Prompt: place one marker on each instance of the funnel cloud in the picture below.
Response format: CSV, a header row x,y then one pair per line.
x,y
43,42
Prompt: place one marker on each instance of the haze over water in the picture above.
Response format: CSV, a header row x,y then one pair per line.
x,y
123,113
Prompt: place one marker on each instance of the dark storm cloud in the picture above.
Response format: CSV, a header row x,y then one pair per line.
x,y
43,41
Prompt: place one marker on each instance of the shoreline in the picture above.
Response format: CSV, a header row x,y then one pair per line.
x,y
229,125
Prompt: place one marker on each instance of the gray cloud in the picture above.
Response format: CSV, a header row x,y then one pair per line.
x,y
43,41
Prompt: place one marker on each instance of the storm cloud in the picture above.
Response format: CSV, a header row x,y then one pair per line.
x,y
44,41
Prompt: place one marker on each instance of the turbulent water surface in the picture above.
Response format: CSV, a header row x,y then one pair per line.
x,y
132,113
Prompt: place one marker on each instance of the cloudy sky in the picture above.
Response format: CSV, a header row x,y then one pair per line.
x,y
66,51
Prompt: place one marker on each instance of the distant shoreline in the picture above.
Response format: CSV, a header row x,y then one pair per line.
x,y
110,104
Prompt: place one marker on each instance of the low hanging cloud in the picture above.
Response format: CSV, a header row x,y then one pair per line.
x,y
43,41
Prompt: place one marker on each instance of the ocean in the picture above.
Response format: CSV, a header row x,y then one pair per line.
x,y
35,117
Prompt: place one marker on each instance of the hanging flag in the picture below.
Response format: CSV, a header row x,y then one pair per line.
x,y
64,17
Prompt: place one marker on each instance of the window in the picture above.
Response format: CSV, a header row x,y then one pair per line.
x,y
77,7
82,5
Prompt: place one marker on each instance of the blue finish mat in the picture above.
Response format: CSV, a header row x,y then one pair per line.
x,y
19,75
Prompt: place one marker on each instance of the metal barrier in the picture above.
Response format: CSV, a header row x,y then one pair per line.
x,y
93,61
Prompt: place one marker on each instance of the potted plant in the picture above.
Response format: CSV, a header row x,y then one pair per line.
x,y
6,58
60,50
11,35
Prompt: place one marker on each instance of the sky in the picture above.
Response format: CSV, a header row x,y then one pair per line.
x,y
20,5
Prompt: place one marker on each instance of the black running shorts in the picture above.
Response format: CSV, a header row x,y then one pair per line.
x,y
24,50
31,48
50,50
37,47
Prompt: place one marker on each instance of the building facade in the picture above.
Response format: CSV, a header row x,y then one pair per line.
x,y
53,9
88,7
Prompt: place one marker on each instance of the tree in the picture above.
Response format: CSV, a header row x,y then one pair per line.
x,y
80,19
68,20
● ● ● ● ● ● ●
Repeat the records word for word, starting at the line that holds "Prompt: place one marker on each instance of the sky" and running through the end of the records, with both ends included.

Prompt: place one marker on each instance of the sky in the picture above.
Response format: CSV, a header row x,y then one pair per line.
x,y
20,5
Prompt: place one marker on each instance of the black running shorts in the picture above.
Response format: CSV, a header row x,y then one pair per line.
x,y
24,50
31,48
50,50
37,47
Prompt: place one marker on each instance of the building facade in the picture above.
Response format: CSV, a header row x,y then one pair per line.
x,y
53,9
88,7
Prompt: place one marker on each instance of the tree in the picture above.
Response format: CSV, a header row x,y then one pair per line.
x,y
80,19
68,20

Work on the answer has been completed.